● **ZU LÖSENDE AUFGABEN**:
**1.** Geben Sie aus dem Auszug über das Fotobuch zu Nordhalben den Abschnitt wörtlich wieder, der mit „270 bestens wiederhergestellte“ beginnt und bis einschließlich „Beginn des Industriezeitalters.“ reicht.
**2.** Sammeln Sie jede Zeile der Einträge, die die Zeichenfolge „plate“ enthält, und übernehmen Sie diese unverändert. Die Groß- und Kleinschreibung ist zu beachten.

● **BEREITGESTELLTER AUSZUG**:
__________________________________________________

Otmar
und Heidi Adler veröffentlichen „Gesichter Nordhalbens“ in einem
sehenswerten Buch
Nordhalben.
270 bestens wiederhergestellte Arbeiten des Nordhalbener Fotografen
Johann Köstner aus der Zeit zwischen 1900 und 1930 geben einen
einzigartigen Einblick in die Welt des großen Frankenwaldortes zu
Beginn des Industriezeitalters.
Sie
sind nun in Buchform erhältlich, das Werk wird
am Donnerstag, 22.03.2018
um 19:00 Uhr
im Künstlerhaus Nordhalben vorgestellt.
Dahinter stehen Otmar und Ehefrau Heidi Adler, die den
„fotografischen Schatz“ 1978 „gehoben“ hatten. Rund 400
belichtete Glasplatten lagen jahrzehntelang unbeachtet und
ungeschützt in einer alten Scheune, die einem Neffen des Fotografen
gehörte. Beiläufig erfuhr das Ehepaar von diesem zur Entsorgung
vorgesehenen Fund und sah sich die „alten Scherben“ an, schnell
erkennend, was da unter zentimeterdickem Staub verborgen war. In
nächtelanger Arbeit säuberte Heidi die verdreckten und teilweise
zusammen geklebten Negative, während Otmar ihre Ergebnisse in seiner
Amateur-Dunkelkammer auf Papier kopierte. Zutage kamen wunderbare
Aufnahmen, die bisher alle Betrachter in Staunen versetzten. Zum
einen über die gelungenen Arbeiten unter freiem Himmel in häuslicher
Umgebung oder oft auch am nahem Schlossberg, zum anderen über die
vielen Portraits im besten Sonntagsstaat. Dazu aber auch
Landschaftsaufnahmen, winterliche Freuden, Feste und einige Alltags-
oder Arbeitsszenen aus dem Ort. Etliche Platten waren fehlbelichtet
oder beschädigt, aber auch davon haben die Buchautoren Beispiele
ausgewählt, um weitgehende Vollständigkeit zu ermöglichen.

__________________________________________________

● **EINGABEDATEN**:
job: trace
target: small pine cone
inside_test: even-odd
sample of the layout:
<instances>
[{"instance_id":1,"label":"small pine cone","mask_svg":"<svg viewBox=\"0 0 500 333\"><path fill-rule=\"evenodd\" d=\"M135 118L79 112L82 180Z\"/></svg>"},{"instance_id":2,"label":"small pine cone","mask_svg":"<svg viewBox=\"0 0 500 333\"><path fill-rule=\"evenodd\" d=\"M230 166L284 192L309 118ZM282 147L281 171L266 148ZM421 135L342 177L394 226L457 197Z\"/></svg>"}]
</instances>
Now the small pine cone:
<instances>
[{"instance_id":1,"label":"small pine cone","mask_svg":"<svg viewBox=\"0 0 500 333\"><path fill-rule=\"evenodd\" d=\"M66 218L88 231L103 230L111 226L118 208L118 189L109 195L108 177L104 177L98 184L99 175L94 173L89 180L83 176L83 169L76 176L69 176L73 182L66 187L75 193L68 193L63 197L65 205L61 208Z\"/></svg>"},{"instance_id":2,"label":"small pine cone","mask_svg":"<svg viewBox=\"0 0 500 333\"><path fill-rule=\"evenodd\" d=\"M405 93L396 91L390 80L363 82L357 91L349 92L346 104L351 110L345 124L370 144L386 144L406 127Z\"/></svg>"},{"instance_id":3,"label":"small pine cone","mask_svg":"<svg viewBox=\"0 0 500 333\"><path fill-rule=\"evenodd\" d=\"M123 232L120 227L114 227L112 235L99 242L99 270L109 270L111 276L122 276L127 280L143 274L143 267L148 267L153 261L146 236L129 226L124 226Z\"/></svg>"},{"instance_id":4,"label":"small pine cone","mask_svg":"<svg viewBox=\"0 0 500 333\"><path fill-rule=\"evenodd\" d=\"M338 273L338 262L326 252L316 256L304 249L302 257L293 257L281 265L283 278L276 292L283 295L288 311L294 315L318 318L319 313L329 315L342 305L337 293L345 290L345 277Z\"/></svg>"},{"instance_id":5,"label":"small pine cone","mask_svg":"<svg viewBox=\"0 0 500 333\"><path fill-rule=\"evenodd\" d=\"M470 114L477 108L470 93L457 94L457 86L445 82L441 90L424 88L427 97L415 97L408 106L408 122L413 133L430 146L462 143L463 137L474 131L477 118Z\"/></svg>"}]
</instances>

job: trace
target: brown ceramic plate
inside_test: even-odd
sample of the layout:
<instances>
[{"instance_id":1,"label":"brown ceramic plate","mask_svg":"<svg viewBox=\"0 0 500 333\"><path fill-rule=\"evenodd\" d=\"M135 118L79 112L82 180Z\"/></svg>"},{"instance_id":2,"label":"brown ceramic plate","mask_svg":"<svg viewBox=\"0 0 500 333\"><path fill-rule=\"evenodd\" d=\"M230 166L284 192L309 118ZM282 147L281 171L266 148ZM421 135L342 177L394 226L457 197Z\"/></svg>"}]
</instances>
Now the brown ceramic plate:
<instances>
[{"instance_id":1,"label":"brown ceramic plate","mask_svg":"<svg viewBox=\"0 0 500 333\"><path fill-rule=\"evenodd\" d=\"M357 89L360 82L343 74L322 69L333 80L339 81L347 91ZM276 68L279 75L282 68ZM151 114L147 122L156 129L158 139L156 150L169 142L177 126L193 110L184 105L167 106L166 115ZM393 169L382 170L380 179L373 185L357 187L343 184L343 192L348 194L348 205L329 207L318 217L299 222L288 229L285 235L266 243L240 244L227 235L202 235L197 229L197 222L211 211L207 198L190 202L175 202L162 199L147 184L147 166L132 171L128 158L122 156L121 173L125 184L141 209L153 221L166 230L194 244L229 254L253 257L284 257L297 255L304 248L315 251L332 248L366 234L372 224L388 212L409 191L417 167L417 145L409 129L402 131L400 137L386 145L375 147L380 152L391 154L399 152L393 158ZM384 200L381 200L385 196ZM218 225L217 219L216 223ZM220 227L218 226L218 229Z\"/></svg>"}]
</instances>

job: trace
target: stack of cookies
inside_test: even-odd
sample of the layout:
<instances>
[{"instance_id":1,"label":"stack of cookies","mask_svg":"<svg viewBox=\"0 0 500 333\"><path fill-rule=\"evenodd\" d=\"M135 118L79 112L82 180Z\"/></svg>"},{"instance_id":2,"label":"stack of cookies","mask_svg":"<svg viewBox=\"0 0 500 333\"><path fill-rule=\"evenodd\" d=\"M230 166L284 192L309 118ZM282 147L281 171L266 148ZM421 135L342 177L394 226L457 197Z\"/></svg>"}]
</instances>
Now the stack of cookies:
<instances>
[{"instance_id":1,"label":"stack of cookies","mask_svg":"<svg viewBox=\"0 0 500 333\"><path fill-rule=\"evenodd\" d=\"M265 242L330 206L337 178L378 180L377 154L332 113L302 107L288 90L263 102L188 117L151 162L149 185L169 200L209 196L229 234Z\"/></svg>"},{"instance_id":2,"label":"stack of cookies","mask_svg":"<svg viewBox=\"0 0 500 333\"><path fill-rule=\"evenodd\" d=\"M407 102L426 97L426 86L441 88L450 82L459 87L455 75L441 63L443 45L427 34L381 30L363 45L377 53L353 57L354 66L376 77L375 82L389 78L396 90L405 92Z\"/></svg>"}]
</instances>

__________________________________________________

● **LÖSUNGEN DER AUFGABEN**:
**1.**
270 bestens wiederhergestellte Arbeiten des Nordhalbener Fotografen
Johann Köstner aus der Zeit zwischen 1900 und 1930 geben einen
einzigartigen Einblick in die Welt des großen Frankenwaldortes zu
Beginn des Industriezeitalters.

**2.**
target: brown ceramic plate
[{"instance_id":1,"label":"brown ceramic plate","mask_svg":"<svg viewBox=\"0 0 500 333\"><path fill-rule=\"evenodd\" d=\"M135 118L79 112L82 180Z\"/></svg>"},{"instance_id":2,"label":"brown ceramic plate","mask_svg":"<svg viewBox=\"0 0 500 333\"><path fill-rule=\"evenodd\" d=\"M230 166L284 192L309 118ZM282 147L281 171L266 148ZM421 135L342 177L394 226L457 197Z\"/></svg>"}]
Now the brown ceramic plate:
[{"instance_id":1,"label":"brown ceramic plate","mask_svg":"<svg viewBox=\"0 0 500 333\"><path fill-rule=\"evenodd\" d=\"M357 89L360 82L343 74L322 69L333 80L339 81L347 91ZM276 68L279 75L282 68ZM151 114L147 122L156 129L158 139L156 150L169 142L177 126L193 110L184 105L167 106L166 115ZM393 169L382 170L380 179L373 185L357 187L343 184L343 192L348 194L348 205L329 207L318 217L299 222L288 229L285 235L266 243L240 244L227 235L202 235L197 229L197 222L211 211L207 198L190 202L175 202L162 199L147 184L147 166L132 171L128 158L122 156L121 173L125 184L141 209L153 221L166 230L194 244L229 254L253 257L284 257L297 255L304 248L315 251L332 248L366 234L372 224L388 212L409 191L417 167L417 145L409 129L402 131L400 137L386 145L375 147L380 152L391 154L399 152L393 158ZM384 200L381 200L385 196ZM218 225L217 219L216 223ZM220 227L218 226L218 229Z\"/></svg>"}]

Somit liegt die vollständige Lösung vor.